▶ **DATA TO PROCESS**
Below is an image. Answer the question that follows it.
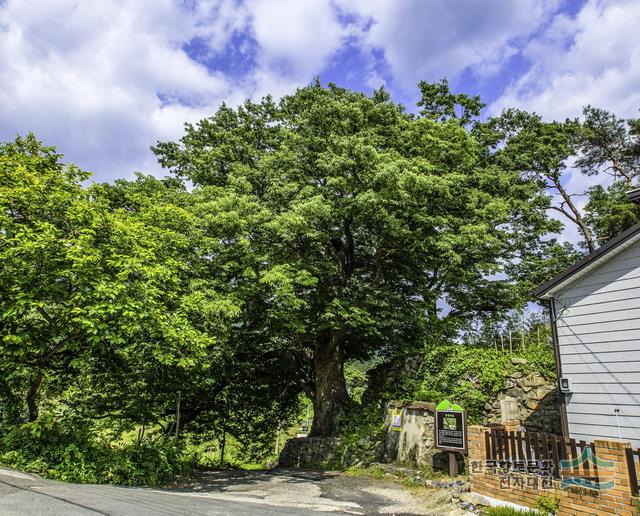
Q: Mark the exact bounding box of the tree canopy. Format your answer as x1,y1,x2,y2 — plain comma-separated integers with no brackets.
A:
0,81,640,447
154,84,557,435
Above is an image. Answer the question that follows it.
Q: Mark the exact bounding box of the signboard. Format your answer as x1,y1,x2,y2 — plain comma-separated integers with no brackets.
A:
435,400,467,452
391,409,402,432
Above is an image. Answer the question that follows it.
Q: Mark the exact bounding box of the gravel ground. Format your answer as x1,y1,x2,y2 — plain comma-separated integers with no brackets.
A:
0,469,464,516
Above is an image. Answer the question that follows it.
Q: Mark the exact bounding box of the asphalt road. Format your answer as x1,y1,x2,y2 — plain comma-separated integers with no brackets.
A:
0,469,456,516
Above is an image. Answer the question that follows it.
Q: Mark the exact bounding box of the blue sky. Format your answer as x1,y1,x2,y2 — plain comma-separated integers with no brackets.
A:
0,0,640,188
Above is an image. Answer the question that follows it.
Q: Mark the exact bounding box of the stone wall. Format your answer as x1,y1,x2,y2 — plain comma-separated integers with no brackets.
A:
382,401,465,471
278,437,341,468
482,358,562,434
384,401,435,465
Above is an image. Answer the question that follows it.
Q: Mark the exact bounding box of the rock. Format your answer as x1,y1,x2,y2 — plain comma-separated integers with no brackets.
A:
524,400,540,410
523,375,547,387
460,493,488,507
529,385,553,401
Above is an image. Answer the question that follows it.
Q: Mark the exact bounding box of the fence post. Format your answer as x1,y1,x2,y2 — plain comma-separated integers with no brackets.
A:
593,439,633,503
467,425,490,489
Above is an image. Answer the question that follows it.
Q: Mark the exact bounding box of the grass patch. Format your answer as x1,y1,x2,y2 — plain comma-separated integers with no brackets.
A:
344,466,385,480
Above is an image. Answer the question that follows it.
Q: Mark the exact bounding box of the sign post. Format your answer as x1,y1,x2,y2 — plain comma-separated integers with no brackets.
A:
435,400,467,477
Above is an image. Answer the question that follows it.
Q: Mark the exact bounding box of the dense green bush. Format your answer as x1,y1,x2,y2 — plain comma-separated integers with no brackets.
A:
0,418,189,486
413,344,555,423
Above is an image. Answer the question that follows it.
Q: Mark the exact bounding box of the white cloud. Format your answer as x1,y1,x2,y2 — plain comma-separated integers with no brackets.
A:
247,0,346,96
491,0,640,119
0,0,244,180
339,0,557,91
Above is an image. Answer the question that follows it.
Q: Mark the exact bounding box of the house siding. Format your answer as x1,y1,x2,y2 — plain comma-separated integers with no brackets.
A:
555,243,640,448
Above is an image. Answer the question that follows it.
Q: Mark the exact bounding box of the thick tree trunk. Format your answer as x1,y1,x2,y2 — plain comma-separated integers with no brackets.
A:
27,374,43,422
0,378,20,425
310,333,349,437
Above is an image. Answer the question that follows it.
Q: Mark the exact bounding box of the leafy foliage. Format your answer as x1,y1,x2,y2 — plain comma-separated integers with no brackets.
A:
154,83,556,435
536,495,560,514
413,344,555,423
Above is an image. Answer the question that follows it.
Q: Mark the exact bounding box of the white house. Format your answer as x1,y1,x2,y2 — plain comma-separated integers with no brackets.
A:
535,196,640,448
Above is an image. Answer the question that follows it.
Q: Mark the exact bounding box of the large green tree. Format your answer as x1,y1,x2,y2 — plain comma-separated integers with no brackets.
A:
154,83,557,435
0,136,232,424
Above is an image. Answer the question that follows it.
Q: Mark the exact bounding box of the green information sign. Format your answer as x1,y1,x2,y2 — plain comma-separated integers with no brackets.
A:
435,400,467,453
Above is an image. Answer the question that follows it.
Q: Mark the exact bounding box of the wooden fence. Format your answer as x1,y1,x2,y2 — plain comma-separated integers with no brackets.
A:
485,429,600,480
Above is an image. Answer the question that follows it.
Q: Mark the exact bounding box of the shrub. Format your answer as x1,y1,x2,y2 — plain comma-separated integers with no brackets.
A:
0,418,189,486
536,495,560,514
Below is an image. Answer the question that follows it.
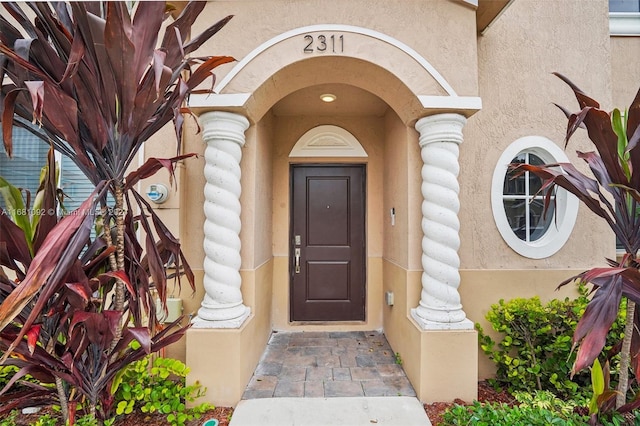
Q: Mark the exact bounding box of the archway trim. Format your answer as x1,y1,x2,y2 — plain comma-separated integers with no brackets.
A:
214,24,458,97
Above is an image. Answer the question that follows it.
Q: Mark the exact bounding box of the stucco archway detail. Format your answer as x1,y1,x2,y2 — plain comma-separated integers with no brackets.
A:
289,125,367,158
190,25,481,330
189,24,482,124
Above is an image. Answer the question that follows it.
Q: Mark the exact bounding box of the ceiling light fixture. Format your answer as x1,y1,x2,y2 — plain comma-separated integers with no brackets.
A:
320,93,336,102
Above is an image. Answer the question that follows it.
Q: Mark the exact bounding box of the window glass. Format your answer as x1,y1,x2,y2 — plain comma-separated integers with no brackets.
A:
0,127,94,211
0,127,49,208
503,151,555,242
491,136,579,259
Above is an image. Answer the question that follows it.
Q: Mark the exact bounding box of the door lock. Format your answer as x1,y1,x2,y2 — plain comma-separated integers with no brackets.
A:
295,248,300,274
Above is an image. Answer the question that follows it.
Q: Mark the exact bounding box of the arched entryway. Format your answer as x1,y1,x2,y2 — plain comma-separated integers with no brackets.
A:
187,25,480,406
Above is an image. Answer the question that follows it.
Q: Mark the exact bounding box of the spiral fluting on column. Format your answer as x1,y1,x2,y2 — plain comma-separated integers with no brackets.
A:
194,111,249,328
413,114,466,326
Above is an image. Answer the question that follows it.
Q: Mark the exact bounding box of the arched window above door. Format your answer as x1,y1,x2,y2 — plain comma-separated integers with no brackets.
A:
289,125,368,158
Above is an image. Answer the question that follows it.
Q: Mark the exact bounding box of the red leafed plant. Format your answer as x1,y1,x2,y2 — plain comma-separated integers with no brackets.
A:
0,1,233,423
511,73,640,411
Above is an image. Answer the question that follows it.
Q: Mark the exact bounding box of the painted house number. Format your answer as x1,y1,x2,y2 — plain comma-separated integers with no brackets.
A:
302,34,344,53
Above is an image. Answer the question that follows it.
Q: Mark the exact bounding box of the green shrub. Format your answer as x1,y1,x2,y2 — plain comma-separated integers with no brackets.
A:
443,401,589,426
476,286,624,398
113,357,213,426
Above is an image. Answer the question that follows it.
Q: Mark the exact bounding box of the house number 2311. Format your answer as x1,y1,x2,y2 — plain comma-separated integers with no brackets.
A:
302,34,344,53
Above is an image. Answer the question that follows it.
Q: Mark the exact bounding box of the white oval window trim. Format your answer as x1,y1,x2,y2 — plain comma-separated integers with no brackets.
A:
491,136,580,259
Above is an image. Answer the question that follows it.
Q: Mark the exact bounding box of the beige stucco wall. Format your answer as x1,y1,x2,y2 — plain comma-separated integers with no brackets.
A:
611,36,640,109
146,0,639,403
459,0,615,269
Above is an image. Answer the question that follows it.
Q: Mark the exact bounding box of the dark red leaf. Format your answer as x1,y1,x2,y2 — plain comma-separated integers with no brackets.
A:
126,153,196,190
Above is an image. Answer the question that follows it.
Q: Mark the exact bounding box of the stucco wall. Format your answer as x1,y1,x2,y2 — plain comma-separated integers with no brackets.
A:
611,36,640,109
459,0,615,269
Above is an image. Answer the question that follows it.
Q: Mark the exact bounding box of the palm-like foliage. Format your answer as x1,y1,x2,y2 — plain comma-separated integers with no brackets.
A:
0,1,233,422
512,74,640,405
0,1,232,326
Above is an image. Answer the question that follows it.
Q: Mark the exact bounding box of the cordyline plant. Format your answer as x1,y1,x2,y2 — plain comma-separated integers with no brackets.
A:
511,73,640,411
0,1,233,421
0,150,184,424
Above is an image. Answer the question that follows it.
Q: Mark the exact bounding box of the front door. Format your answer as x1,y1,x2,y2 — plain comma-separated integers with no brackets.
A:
290,164,366,321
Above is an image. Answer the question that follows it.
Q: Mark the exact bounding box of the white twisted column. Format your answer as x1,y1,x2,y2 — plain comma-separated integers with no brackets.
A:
192,111,250,328
411,114,473,329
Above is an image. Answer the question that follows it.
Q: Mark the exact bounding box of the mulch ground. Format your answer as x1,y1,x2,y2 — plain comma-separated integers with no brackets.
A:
424,381,517,426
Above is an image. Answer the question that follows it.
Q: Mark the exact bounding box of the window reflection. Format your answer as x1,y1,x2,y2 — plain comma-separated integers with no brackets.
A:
503,152,555,242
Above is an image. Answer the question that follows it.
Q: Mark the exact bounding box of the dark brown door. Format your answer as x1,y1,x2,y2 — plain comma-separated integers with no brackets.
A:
290,164,366,321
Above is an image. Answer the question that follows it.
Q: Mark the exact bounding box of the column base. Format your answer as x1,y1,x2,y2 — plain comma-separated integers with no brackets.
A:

▶ **WHAT YOU ARE ASKED TO DO**
Please set out the lines from the start of the rows through the line holding "391,409,402,432", inclusive, as a Markdown table with the columns Number and Line. Skip any blank lines, and leave the pictures out.

▶ **THE OUTPUT**
| Number | Line |
|---|---|
| 1 | Below is an image. Answer the question that follows it. |
| 2 | Q: Mark the exact bounding box of the tree canopy. Format your answer as x1,y1,x2,y2 — plain comma-separated integers with no brackets. |
| 3 | A: |
| 4 | 0,81,640,447 |
| 5 | 154,84,557,435 |
| 6 | Above is an image. Answer the question that follows it. |
| 7 | Q: Mark the exact bounding box of the signboard. Format your answer as x1,y1,x2,y2 — plain comma-separated integers with no brackets. |
| 8 | A: |
| 9 | 435,400,467,452 |
| 10 | 391,409,402,432 |